***** DATA FOR THIS TASK

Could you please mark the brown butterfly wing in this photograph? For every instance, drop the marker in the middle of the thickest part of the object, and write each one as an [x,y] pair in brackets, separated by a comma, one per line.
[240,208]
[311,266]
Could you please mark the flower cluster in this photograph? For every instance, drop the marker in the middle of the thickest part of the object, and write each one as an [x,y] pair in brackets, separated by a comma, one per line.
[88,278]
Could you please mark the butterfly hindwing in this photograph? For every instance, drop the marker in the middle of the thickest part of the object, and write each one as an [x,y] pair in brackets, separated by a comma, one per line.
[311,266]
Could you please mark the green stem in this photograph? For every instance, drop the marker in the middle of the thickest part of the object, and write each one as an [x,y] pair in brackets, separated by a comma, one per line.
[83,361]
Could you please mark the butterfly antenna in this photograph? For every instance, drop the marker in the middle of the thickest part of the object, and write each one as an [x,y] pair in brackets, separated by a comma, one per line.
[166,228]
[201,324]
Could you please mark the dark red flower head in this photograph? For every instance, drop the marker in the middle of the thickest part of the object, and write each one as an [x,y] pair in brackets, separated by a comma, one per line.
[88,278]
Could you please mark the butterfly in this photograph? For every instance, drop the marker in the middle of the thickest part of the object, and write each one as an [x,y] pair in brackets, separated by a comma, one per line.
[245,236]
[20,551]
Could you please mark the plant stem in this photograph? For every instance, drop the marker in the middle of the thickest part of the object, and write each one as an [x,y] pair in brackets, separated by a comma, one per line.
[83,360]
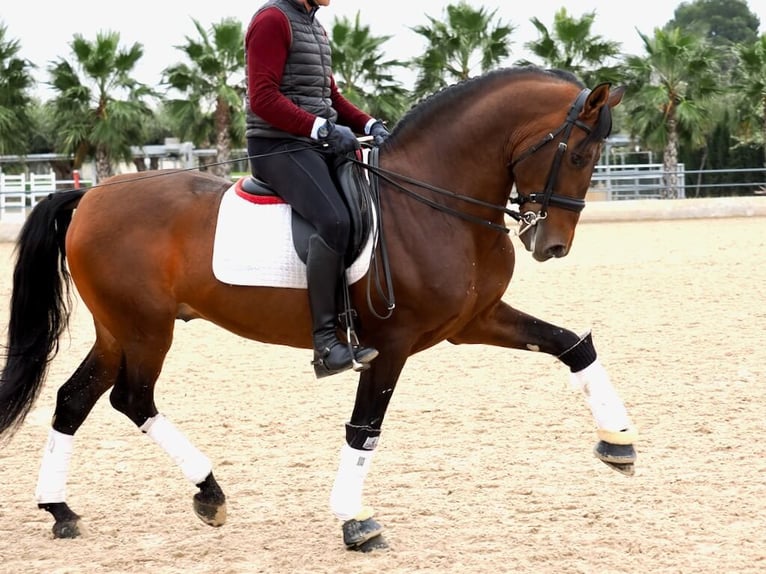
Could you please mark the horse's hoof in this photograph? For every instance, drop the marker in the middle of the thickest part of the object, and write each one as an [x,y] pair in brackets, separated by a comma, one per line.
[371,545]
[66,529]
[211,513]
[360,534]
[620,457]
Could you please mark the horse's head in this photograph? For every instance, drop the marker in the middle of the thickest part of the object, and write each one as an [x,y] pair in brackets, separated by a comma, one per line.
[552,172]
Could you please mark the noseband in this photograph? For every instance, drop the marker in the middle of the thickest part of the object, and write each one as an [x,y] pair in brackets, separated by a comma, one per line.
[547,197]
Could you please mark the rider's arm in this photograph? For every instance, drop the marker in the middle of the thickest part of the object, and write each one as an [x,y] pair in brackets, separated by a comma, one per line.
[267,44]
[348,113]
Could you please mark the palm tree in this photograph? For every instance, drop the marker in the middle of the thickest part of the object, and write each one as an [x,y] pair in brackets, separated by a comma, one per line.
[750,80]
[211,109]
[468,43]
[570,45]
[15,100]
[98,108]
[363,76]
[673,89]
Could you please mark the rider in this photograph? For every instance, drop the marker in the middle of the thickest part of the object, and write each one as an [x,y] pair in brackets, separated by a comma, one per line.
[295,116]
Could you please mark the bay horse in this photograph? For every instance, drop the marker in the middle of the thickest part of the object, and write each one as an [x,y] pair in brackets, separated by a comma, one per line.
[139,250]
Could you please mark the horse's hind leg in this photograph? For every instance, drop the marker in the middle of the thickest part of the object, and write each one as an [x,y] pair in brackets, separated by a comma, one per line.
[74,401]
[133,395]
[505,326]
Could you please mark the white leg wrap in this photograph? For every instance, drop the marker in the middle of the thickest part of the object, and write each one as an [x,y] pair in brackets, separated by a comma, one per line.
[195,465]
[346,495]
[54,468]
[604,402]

**********
***** DATA FOR THIS TASK

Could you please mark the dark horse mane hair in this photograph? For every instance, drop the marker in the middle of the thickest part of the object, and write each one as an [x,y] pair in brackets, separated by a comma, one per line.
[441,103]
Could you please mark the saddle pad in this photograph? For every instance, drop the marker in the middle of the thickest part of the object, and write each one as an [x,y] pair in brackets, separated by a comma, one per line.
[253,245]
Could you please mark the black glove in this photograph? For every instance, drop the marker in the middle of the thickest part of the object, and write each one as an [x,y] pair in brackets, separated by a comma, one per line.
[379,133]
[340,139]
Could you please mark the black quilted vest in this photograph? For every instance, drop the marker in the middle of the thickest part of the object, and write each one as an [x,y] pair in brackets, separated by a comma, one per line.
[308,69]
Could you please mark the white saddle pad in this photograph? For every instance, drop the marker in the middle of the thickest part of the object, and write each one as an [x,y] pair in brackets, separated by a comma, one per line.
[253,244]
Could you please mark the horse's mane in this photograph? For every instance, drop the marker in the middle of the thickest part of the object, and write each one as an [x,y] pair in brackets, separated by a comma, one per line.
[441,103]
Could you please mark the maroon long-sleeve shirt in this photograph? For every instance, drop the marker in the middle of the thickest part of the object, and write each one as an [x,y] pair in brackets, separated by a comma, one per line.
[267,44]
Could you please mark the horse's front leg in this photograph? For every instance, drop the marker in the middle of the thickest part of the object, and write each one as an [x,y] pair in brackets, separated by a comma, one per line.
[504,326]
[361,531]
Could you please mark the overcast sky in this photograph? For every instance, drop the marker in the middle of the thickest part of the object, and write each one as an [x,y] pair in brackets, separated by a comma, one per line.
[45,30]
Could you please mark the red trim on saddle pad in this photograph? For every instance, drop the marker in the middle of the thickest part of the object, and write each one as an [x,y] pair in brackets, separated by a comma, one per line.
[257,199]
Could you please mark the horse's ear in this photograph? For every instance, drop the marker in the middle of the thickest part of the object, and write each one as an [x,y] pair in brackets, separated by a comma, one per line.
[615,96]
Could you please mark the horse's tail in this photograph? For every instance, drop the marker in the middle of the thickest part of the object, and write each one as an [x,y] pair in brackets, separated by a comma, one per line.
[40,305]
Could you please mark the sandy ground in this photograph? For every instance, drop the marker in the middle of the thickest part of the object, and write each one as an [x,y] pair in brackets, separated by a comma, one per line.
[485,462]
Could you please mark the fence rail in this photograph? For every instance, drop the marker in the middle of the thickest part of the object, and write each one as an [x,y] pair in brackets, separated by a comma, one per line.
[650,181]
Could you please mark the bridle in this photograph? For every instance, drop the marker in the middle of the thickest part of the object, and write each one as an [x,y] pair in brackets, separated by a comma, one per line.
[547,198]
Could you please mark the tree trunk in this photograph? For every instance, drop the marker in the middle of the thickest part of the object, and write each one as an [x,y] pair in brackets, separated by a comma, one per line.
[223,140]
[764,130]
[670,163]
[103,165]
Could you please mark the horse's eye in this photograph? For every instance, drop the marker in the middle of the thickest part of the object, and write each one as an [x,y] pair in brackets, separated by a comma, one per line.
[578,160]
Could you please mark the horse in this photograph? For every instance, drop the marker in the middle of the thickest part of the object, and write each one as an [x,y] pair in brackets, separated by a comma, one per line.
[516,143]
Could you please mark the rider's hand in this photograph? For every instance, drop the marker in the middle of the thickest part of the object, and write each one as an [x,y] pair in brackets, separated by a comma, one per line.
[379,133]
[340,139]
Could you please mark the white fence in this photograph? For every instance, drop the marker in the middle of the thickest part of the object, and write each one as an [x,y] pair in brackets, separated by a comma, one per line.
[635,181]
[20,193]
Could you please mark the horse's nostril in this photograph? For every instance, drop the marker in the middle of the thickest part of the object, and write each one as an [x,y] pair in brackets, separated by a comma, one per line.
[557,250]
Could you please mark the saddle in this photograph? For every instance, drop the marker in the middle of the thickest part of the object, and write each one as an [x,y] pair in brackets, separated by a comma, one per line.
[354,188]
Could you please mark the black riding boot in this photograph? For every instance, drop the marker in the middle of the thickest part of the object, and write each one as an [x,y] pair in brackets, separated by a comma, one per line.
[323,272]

**********

• [REQUIRED TASK]: Which lines above contain the string "fence", matching case exactly? Gather every one of them and copy each line in full.

• [EXERCISE RESULT]:
Could you please mark the fence rail in this photograph? For every instance, drop the marker in the middle of the thickest part of the object, and write each one as an [x,y] pair in brackets, separated by a comma, one per line.
Could you please mark the white fence in this photograph? For every instance, drop the marker in the middle of the thickest part of the object, and write each one as an [x,y] pair in brackets, separated by a comma, one per line.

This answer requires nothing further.